§ What the task requires:
Print all entries word for word.

§ Data supplied:
>>>

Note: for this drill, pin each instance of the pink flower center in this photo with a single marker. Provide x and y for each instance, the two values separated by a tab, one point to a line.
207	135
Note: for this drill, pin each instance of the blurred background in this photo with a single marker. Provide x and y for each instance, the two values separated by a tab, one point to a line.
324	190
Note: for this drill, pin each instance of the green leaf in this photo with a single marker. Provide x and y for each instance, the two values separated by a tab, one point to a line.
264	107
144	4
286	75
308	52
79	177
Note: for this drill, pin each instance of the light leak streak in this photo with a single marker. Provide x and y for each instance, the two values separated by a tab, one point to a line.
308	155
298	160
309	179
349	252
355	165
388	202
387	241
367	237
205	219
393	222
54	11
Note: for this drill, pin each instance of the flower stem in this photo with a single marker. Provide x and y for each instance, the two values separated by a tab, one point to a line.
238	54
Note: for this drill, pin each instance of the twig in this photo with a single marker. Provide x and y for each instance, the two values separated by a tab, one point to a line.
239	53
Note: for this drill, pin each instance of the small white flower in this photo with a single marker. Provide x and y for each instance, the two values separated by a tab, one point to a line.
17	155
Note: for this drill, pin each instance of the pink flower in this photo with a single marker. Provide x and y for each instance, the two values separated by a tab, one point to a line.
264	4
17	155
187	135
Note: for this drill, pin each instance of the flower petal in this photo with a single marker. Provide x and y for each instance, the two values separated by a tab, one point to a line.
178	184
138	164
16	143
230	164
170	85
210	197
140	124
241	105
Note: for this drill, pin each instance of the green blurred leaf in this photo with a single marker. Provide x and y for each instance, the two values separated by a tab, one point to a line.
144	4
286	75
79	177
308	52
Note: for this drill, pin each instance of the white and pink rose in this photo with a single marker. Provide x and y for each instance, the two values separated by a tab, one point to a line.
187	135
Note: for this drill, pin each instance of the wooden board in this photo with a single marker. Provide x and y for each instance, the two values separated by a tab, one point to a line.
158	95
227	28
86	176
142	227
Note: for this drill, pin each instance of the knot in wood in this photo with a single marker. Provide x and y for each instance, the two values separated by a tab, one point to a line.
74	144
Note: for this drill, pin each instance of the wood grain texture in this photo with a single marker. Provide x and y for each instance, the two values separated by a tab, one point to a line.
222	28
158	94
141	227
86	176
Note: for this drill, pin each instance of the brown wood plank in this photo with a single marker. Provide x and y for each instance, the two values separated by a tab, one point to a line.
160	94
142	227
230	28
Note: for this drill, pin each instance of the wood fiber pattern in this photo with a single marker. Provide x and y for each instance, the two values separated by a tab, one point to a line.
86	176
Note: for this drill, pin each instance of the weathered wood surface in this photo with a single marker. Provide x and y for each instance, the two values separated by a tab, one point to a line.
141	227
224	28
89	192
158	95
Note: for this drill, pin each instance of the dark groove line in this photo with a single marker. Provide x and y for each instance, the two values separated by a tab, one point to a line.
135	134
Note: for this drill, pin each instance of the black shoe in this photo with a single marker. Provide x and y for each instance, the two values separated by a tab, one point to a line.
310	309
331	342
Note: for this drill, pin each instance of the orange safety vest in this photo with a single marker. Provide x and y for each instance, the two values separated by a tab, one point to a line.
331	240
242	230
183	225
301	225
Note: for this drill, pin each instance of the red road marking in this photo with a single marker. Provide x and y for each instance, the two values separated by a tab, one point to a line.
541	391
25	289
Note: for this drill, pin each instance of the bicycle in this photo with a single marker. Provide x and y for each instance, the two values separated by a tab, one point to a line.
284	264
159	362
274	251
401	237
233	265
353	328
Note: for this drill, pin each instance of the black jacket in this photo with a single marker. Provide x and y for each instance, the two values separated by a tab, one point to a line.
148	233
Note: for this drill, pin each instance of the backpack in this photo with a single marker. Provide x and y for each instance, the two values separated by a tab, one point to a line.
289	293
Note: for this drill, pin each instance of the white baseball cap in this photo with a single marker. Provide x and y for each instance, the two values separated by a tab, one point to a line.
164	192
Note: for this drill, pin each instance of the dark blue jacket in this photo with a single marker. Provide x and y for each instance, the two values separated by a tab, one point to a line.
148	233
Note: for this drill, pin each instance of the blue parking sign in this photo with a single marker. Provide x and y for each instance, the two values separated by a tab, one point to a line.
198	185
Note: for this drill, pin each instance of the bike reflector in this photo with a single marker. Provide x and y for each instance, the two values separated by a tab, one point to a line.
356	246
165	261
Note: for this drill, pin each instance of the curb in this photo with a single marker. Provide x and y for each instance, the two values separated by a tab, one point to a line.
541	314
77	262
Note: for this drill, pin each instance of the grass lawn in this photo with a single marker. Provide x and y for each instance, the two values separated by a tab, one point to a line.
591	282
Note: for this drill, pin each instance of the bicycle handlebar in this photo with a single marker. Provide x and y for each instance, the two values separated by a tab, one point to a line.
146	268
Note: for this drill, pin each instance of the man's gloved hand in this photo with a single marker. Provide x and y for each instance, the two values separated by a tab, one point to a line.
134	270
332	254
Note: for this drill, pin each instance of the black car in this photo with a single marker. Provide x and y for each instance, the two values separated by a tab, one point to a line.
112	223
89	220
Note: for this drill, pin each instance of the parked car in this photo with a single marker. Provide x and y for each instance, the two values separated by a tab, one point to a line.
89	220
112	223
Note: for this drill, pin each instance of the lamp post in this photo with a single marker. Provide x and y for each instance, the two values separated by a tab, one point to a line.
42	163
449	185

<<<

§ Correct response:
Note: for this drill, pin each instance of the pink flower center in this photo with a single marker. Provide x and y for each instance, the two values separated by a tab, one point to a line.
207	135
Note: for this drill, pin each instance of the blurred background in this photo with a single marker. Provide x and y for each instance, the two values separated by a tab, one point to a line.
324	190
Note: for this drill, pin each instance of the green leaf in this photo with a single marker. Provide x and y for each instance, the two values separated by a tab, one point to a line.
264	107
144	4
286	75
308	52
79	177
Note: for this drill, pin each instance of the light leak streak in this photo with a single marker. Provide x and y for each instance, the two values separated by a tab, one point to a line.
308	155
298	160
309	179
349	252
355	165
388	202
387	241
367	237
205	219
393	222
54	11
Note: for this drill, pin each instance of the flower stem in this photo with a single marker. Provide x and y for each instance, the two values separated by a tab, one point to a line.
238	54
Note: for this drill, pin each instance of the twig in this photo with a single marker. Provide x and y for each instance, the two values separated by a tab, one point to a line.
239	53
Note: for this drill, pin each instance of the small white flower in this photo with a single marker. Provide x and y for each instance, the two values separated by a tab, one point to a line.
17	155
Note: for this drill, pin each instance of the pink flower in this photo with a single marker. Provide x and y for each instance, the two values separated by a tab, one point to a line.
264	4
17	155
187	135
Note: for this drill, pin each instance of the flower petal in this photo with a single marker. Provide x and y for each instance, the two values separated by a tab, one point to a line.
178	184
138	164
16	143
230	164
170	85
210	197
140	124
241	105
Note: for this drill, pin each instance of the green blurred leaf in this photo with a single marker. Provide x and y for each instance, the two values separated by a tab, one point to a line.
144	4
286	75
79	177
308	52
Note: for this drill, pin each instance of the white and pink rose in this photo with a single marker. Provide x and y for each instance, the two values separated by a tab, one point to a line.
187	135
Note: for this drill, pin each instance of the wooden board in this photo with a single marker. Provide x and y for each instance, the two values separated by a tab, one point to a line.
158	95
227	28
86	176
142	227
Note: for this drill, pin each instance of the knot in wood in this photo with a single marker. Provide x and y for each instance, the two values separated by a tab, one point to a line.
74	144
Note: for this drill, pin each instance of the wood grain texture in this photo with a single marker. Provide x and y for each instance, the two values separated by a tab, one point to a line.
222	28
158	94
141	227
86	176
Note: for this drill, pin each instance of the brown wood plank in this photo with a single marker. Provide x and y for each instance, the two values separated by a tab, one point to a line.
160	94
142	227
230	28
Note: for this drill, pin each instance of the wood fiber pattern in this photo with a single marker. Provide x and y for each instance, the two values separated by a tab, one point to a line.
86	176
Note: for this drill, pin each instance of the weathered wood surface in this photo with a single marker. Provide x and y for each instance, the two values separated by a tab, one point to a line.
141	227
224	28
89	192
158	95
Note: for this drill, pin each instance of the dark groove line in this photo with a single marker. Provide x and y for each instance, the two values separated by a tab, one point to a line.
135	134
Note: for this drill, pin each instance of the black shoe in this photo with a single marker. Provide x and y for each instance, the two values separated by a tab, one point to a line.
310	309
331	342
Note: for this drill, pin each instance of the orange safety vest in this photo with a single marker. Provide x and y for each instance, the two values separated by a tab, one point to a line.
331	240
242	230
183	225
301	225
Note: for this drill, pin each instance of the red road marking in this photo with a single marker. Provide x and y for each instance, the two values separated by a tab, one point to a line.
541	391
25	289
Note: for this drill, pin each instance of the bicycle in this photo with a single marker. Provide x and y for each instance, the two values separated by a tab, one point to a line.
284	264
159	362
274	251
401	237
233	265
353	328
Note: for this drill, pin each instance of the black jacket in this photo with a single marker. Provide x and y for each instance, the two values separated by a tab, one point to a line.
148	233
Note: for this drill, pin each instance of the backpack in this photo with a single marker. Provide x and y for each instance, the two values separated by a tab, one point to a line.
289	293
Note: for this drill, pin each instance of the white baseball cap in this photo with a single marker. Provide x and y for each instance, the two values separated by a tab, one point to a line.
164	192
Note: for this drill, pin each instance of the dark blue jacket in this photo with a single marker. Provide x and y for each instance, the two values separated by a tab, one point to a line.
148	233
Note: for this drill, pin each instance of the blue parking sign in this photo with a single marker. Provide x and y for each instance, the two values separated by a tab, one point to a line.
198	185
Note: for this drill, pin each instance of the bike reflector in this photo with a single marker. Provide x and y for each instance, the two values separated by a tab, one point to a line.
356	246
165	261
Note: for this drill, pin each instance of the curb in this photo with a single marker. Provide x and y for each instance, the two values separated by a tab, one point to a line.
541	314
77	262
Note: for this drill, pin each instance of the grass lawn in this photo with a single marker. Provide x and y for each instance, the two values separated by a tab, one point to a line.
591	282
Note: for this drill, pin each instance of the bicycle handlebar in this photo with a single marker. Provide x and y for each instance, the two values separated by a tab, one point to a line.
146	268
Note: for this drill, pin each instance of the man's gloved hand in this photo with a single marker. Provide x and y for each instance, the two values separated by a tab, one point to a line.
134	270
332	254
Note: for this drill, pin each instance of the black car in this photo with a single marker. Provide x and y for each instance, the two values separated by a tab, one point to a line.
112	223
89	220
Note: for this drill, pin each instance of the parked car in this photo with a single marker. Provide x and y for each instance, the two values separated by a tab, one point to a line.
89	220
112	223
Note: for this drill, pin each instance of the lamp post in this photo with a single marker. Provide x and y for each instance, the two values separated by a tab, one point to a line.
42	163
449	185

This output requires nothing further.